▸ **RECORD EXCERPTS**:
________________
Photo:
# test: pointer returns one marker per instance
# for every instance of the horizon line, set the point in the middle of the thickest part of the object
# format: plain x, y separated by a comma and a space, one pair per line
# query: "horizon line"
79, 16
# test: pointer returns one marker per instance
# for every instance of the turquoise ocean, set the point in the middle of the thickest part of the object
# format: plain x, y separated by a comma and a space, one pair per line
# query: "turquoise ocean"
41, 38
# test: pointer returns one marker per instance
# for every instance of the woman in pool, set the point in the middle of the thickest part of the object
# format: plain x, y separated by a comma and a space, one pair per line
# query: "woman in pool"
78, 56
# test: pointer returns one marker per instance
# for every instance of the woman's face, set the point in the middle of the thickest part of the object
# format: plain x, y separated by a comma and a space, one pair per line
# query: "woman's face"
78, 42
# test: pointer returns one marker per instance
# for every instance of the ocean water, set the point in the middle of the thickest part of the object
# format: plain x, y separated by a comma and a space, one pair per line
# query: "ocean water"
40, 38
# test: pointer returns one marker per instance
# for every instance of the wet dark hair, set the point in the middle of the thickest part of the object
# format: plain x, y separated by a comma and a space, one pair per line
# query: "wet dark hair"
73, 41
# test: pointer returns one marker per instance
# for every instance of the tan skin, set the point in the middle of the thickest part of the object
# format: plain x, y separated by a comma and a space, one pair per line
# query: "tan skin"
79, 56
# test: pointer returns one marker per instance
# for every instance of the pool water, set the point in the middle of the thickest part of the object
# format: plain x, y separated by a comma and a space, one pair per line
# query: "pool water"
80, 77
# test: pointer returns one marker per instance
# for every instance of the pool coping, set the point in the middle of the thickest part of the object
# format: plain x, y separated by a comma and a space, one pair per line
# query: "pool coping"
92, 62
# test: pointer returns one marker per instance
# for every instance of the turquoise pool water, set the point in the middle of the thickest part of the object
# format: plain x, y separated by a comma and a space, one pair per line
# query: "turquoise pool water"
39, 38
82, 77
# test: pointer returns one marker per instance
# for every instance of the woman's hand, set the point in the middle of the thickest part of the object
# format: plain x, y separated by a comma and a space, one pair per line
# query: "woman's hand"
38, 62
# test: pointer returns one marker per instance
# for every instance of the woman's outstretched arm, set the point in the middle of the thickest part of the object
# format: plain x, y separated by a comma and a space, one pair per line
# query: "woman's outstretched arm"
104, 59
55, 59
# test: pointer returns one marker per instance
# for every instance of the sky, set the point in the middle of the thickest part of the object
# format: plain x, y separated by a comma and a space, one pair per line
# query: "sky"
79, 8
________________
▸ **WORK TO COMPLETE**: Make an exact copy of every line in the data.

▸ **RESULT OF THE EXERCISE**:
Photo:
# test: pointer returns one marker per instance
# for every instance of the horizon line, set the point in the middle of the thickest part of the object
# format: plain x, y separated by a comma and a space, one pair per line
# query: "horizon line"
79, 16
# test: pointer returns one marker per instance
# for every instance of the turquoise ocean, set the point in the middle of the thickest part of the object
# format: plain x, y separated by a comma and a space, one pair per line
# query: "turquoise ocean"
41, 38
# test: pointer returns one marker per instance
# for every instance of the woman in pool, set the point in the middle of the thickest part of the object
# format: plain x, y separated by a comma and a space, one pair per line
# query: "woman in pool"
78, 56
# test: pointer returns one marker per instance
# for every instance of the woman's face, set the point in the middle of the thickest part of the object
# format: plain x, y separated by a comma and a space, one pair per line
# query: "woman's face"
78, 42
# test: pointer returns one marker per instance
# for every instance of the ocean water, set the point in the middle of the thickest part of the object
# format: plain x, y separated by a comma and a space, one pair per line
# query: "ocean water"
40, 38
# test: pointer returns one marker per instance
# for every instance of the wet dark hair, set the point in the middle of the thickest part of the object
# format: plain x, y separated by a comma and a space, one pair per line
# query: "wet dark hair"
73, 41
# test: pointer returns one marker per instance
# for every instance of the tan skin, set the point in the middle of the thickest part of the object
# format: plain x, y separated by a comma and a space, one pair per line
# query: "tan skin"
79, 56
# test: pointer returns one marker per instance
# for every instance of the pool water, set the point in the middle of the thickest part of the object
# format: plain x, y separated by a comma and a space, one pair per line
# query: "pool water"
80, 77
# test: pointer returns one marker per instance
# for every instance of the pool coping, set the point in the middle of the thickest part of the object
# format: plain x, y separated by a comma and a space, one pair per line
# query: "pool coping"
92, 62
# test: pointer returns one marker per instance
# for every instance of the turquoise pool water, set the point in the middle of the thickest part of the object
# format: plain x, y separated by a comma and a space, one pair per line
# query: "turquoise pool water"
39, 38
82, 77
# test: pointer returns one marker per instance
# for every instance of the woman's hand, set the point in the middle of the thickest part of the object
# format: plain x, y separated by a comma and a space, one pair per line
# query: "woman's hand"
38, 62
# test: pointer returns one marker per instance
# for every instance of the woman's outstretched arm, set the point in the middle of the thickest part of the object
# format: plain x, y separated by a comma and a space, one pair per line
# query: "woman's outstretched arm"
104, 59
55, 59
# test: pointer returns one marker per instance
# for every instance of the sky, set the point in the middle of the thickest part of the object
# format: plain x, y separated by a comma and a space, one pair per line
# query: "sky"
79, 8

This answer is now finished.